▶ **RAW RECORDS**
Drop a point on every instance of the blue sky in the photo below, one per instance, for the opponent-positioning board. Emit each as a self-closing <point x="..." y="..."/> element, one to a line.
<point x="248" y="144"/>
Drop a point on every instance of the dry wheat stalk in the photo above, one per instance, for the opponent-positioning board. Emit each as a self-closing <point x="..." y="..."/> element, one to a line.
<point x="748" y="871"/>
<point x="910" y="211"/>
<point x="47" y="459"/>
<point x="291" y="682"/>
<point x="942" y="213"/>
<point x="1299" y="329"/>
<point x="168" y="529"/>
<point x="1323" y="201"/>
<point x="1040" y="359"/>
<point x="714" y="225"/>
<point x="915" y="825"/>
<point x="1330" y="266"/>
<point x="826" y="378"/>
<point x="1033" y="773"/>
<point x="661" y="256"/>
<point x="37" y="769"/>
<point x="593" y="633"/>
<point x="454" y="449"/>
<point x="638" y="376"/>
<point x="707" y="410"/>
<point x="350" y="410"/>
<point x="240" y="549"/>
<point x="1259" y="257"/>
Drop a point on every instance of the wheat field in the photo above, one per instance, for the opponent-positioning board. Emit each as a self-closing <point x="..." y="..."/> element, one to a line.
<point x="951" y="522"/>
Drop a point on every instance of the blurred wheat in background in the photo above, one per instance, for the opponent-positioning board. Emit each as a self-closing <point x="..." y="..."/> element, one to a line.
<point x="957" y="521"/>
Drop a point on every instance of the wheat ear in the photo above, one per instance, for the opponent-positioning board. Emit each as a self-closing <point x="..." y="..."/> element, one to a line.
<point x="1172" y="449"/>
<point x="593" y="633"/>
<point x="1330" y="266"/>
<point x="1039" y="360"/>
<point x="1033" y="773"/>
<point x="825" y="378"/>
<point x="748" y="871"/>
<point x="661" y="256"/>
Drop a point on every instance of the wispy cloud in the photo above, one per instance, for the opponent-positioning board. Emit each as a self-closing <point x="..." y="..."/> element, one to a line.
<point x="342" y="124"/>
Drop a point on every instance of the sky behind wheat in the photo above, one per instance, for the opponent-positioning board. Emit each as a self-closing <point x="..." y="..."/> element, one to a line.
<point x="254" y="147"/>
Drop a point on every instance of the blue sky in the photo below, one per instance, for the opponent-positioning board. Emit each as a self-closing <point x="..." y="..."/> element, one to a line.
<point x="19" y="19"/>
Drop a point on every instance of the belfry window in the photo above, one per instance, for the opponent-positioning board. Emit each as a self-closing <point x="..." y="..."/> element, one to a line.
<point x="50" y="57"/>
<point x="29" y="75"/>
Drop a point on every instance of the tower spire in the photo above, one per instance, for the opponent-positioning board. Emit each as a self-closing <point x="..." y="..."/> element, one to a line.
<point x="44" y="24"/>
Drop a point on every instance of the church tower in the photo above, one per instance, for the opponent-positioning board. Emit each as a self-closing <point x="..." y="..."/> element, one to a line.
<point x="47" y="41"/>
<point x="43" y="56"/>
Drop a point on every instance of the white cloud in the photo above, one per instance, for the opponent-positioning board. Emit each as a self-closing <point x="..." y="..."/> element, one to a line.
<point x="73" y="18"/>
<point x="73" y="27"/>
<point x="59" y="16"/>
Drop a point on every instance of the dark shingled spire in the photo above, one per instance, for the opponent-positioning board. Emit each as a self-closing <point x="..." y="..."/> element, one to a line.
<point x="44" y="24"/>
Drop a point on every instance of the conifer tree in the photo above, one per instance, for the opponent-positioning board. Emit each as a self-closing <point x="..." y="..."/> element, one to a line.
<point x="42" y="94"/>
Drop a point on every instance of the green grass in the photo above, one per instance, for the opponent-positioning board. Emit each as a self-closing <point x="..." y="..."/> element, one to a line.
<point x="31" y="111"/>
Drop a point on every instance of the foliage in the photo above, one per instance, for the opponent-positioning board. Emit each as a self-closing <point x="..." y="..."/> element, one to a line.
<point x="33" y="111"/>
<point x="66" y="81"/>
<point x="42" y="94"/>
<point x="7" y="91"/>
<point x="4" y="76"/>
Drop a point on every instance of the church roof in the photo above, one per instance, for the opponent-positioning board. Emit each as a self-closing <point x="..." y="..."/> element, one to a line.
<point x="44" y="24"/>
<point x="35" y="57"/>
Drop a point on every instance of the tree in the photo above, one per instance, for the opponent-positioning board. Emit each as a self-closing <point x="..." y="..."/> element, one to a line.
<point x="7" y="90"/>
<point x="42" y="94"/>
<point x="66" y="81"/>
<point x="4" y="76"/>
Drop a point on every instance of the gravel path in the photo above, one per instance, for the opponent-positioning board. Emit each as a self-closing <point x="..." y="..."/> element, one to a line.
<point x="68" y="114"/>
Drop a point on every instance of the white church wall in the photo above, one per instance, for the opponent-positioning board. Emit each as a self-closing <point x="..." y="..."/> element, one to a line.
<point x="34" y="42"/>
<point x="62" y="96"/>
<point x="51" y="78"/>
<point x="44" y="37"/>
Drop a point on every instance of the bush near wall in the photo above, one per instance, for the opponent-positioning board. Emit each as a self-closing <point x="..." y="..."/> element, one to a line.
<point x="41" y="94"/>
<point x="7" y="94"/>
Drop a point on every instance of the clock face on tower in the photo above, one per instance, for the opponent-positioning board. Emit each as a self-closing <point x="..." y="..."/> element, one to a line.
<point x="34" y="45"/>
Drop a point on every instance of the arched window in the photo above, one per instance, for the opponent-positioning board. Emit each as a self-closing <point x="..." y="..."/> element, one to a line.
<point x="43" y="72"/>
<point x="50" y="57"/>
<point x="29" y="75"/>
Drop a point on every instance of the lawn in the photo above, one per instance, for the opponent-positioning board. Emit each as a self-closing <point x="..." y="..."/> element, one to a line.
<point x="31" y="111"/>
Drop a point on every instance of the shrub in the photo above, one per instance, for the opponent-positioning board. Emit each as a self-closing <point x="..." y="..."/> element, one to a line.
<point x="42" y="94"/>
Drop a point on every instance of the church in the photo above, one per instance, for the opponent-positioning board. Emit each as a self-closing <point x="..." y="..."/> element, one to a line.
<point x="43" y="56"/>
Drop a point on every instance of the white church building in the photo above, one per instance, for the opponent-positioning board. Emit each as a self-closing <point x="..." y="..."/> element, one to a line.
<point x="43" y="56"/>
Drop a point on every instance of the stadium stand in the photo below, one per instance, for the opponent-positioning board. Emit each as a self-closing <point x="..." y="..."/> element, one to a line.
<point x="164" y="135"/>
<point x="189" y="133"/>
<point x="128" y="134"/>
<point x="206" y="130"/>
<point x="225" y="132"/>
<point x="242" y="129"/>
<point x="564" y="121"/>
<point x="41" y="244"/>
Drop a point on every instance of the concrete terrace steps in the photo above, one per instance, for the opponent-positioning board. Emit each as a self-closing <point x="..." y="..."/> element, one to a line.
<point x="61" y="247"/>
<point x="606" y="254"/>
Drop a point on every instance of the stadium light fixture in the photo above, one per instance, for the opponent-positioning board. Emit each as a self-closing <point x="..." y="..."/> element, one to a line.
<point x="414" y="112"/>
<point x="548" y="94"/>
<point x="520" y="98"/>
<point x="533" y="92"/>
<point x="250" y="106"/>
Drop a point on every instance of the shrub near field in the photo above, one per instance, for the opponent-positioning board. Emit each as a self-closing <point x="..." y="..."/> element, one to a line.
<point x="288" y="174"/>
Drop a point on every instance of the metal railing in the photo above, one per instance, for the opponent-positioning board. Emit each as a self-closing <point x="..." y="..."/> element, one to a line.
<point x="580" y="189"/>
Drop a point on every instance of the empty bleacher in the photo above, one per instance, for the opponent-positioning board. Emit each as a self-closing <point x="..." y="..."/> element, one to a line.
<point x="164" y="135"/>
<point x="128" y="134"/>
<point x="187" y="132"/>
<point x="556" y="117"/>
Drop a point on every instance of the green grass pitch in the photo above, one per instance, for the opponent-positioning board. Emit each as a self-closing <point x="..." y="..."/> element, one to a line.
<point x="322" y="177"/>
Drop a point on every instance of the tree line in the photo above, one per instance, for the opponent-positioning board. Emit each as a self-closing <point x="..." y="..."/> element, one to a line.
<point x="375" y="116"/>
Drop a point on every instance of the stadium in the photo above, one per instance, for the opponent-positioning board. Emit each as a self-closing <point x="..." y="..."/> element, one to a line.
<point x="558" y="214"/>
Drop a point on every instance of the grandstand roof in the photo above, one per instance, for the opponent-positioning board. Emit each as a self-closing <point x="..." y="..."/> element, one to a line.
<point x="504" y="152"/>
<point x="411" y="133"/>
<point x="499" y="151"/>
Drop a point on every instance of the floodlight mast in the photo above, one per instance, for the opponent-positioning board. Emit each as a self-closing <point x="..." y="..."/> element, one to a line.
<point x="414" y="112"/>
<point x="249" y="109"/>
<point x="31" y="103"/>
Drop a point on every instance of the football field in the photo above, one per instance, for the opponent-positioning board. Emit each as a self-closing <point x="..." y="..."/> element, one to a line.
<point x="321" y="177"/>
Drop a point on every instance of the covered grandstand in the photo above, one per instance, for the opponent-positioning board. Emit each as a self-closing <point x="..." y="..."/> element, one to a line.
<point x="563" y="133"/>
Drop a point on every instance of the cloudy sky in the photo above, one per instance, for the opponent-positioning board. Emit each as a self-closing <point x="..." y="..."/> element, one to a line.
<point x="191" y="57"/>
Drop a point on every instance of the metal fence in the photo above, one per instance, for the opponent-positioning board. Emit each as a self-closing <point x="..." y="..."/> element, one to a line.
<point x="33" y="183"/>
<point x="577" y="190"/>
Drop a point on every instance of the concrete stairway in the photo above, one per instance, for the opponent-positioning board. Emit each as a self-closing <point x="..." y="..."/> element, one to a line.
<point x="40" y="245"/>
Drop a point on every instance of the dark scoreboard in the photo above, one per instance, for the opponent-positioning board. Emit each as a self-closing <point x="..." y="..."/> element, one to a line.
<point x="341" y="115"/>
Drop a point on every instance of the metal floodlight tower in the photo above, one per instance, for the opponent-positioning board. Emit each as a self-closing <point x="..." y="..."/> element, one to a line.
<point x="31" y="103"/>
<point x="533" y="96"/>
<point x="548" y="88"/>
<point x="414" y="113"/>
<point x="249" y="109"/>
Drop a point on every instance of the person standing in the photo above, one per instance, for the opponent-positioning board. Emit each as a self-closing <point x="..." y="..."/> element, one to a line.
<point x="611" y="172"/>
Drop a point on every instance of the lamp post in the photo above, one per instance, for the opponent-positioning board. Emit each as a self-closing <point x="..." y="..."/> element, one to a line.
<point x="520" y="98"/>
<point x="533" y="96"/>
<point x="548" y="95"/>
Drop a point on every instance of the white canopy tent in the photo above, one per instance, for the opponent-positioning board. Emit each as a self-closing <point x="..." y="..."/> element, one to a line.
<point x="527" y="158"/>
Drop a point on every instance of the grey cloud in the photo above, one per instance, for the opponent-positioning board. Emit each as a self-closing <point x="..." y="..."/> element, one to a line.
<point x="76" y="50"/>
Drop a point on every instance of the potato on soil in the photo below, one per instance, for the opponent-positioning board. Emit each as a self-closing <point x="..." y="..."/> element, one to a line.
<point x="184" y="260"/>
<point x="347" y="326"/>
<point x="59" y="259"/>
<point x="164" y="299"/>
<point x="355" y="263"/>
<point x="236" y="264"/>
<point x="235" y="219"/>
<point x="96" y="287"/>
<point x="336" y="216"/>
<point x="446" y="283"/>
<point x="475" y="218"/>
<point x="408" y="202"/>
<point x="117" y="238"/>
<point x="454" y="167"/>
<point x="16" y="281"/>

▶ **EXERCISE AIM**
From the line holding "Drop a point on every instance of the dark scoreboard" to the last line of the records, quote each line exactly and add nothing.

▶ **EXERCISE SOLUTION**
Drop a point on every instance of the dark scoreboard in the photo above, one per instance, for the opponent-positioning board. Emit each as a self-closing <point x="..." y="..."/> element, one to a line.
<point x="341" y="115"/>
Drop a point on every instance of the metal floodlight tower in the photo above, one per instance, for the opponent-positioning board. Emit each as a self-closing <point x="..." y="..."/> element, one to a line.
<point x="31" y="103"/>
<point x="533" y="96"/>
<point x="548" y="88"/>
<point x="414" y="113"/>
<point x="249" y="109"/>
Drop a point on every instance of the person standing in the photo above, one per instance, for the opponent-positioning board. Emit each as a self-closing <point x="..." y="..."/> element, one to a line.
<point x="611" y="172"/>
Drop a point on every instance of the lamp post in the photo above, one per instance, for the opponent-positioning board. Emit each as a self-closing <point x="..." y="..."/> element, one to a line.
<point x="520" y="98"/>
<point x="533" y="96"/>
<point x="548" y="95"/>
Drop a point on every instance of the white canopy tent in the photo above, one per instance, for the opponent-positioning board. Emit each as a self-closing <point x="..." y="..."/> element, one to a line.
<point x="527" y="158"/>
Drop a point on every instance of the grey cloud in the photo above, one per instance, for the opponent-positioning board. Emit each as a self-closing <point x="..." y="..."/> element, one to a line.
<point x="76" y="50"/>
Drop a point on every instance of the potato on soil in the photo below, one per instance, for the opponent-positioning board. Emit each as a self-closing <point x="..." y="..."/> element, one to a line.
<point x="184" y="260"/>
<point x="347" y="326"/>
<point x="59" y="259"/>
<point x="164" y="299"/>
<point x="355" y="263"/>
<point x="236" y="264"/>
<point x="235" y="219"/>
<point x="96" y="287"/>
<point x="336" y="216"/>
<point x="446" y="283"/>
<point x="475" y="218"/>
<point x="408" y="202"/>
<point x="117" y="238"/>
<point x="454" y="167"/>
<point x="16" y="281"/>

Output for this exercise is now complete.